_Given exercise_
Transcribe only the part of the entries below that opens with the line containing "Reviewer note: confirm that each instance of the stair tread" and runs through the end of the entries, reproducing every line without alteration.

(Stored entries)

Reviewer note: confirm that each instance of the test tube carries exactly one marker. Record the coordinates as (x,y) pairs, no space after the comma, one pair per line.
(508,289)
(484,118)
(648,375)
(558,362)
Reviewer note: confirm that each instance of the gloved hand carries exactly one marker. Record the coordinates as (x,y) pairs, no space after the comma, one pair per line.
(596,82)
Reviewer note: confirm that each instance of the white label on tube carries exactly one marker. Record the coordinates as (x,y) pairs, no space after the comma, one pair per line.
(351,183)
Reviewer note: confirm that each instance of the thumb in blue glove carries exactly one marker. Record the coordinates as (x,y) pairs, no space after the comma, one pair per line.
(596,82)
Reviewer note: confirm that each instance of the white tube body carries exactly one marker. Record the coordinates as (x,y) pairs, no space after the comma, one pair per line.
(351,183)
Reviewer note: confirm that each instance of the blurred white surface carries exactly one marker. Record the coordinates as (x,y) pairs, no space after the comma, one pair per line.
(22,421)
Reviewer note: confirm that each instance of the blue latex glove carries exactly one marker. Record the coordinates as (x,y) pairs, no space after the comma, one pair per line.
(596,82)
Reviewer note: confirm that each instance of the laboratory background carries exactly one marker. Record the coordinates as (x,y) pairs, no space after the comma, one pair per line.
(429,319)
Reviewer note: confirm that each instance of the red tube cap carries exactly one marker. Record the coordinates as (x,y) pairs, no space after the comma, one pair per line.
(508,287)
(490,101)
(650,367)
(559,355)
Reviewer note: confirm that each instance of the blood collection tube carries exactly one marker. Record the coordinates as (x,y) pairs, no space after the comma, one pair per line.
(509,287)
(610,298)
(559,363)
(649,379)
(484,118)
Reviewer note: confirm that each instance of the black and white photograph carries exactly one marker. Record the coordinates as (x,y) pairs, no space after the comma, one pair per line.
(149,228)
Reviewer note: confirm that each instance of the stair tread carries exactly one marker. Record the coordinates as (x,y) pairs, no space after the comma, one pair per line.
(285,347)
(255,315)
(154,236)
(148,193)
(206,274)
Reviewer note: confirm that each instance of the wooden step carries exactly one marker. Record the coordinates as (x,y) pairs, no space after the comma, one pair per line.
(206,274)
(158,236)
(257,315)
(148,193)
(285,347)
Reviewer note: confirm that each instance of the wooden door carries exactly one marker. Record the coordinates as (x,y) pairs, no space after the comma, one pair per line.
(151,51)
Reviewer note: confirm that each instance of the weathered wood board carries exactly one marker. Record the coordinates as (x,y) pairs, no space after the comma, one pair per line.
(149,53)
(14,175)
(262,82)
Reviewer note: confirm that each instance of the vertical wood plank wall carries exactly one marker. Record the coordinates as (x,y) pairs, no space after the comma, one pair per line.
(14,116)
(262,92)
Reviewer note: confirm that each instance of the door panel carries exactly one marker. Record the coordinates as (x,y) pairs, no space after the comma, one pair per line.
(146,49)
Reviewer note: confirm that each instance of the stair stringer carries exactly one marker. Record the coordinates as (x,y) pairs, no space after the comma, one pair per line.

_Reply to the exercise_
Reviewer note: confirm that each instance of the stair tread carries exactly one marker. Record the coordinates as (x,y) pairs, no space after the comma, one pair per line.
(285,347)
(255,315)
(154,236)
(148,193)
(206,274)
Reviewer note: confirm that each instance of the wooden step carries exactly one marker. Record the coordinates as (x,y) pairs, no space after the comma, one pair per line.
(206,274)
(158,236)
(257,315)
(148,193)
(285,347)
Reviewer note: confirm that each instance of the wooden door carries exactly one marker. Record the coordinates as (x,y) pairs, no space after the comma, one pair per line.
(151,51)
Reviewer note: confirm that each instance of the weathered wood board carries exactly one marker. Record the coordinates as (x,y) pairs, no space after the comma, one pair per line.
(149,53)
(14,175)
(262,82)
Reviewer note: confirm that each instance of the vertical wood plank wall carries exactly one marker. Record the coordinates as (x,y) pairs, no space after the comma, one pair per line.
(14,116)
(262,92)
Reviewer note: confirm that each instance of the door panel carries exactly one marker. Record the coordinates as (x,y) pairs, no space after the comma, one pair per line.
(146,49)
Reviewer note: confirm that each instance of the stair stringer carries exactly one marker. Record the coordinates as (x,y) pairs, no space after the comma, one pair per line.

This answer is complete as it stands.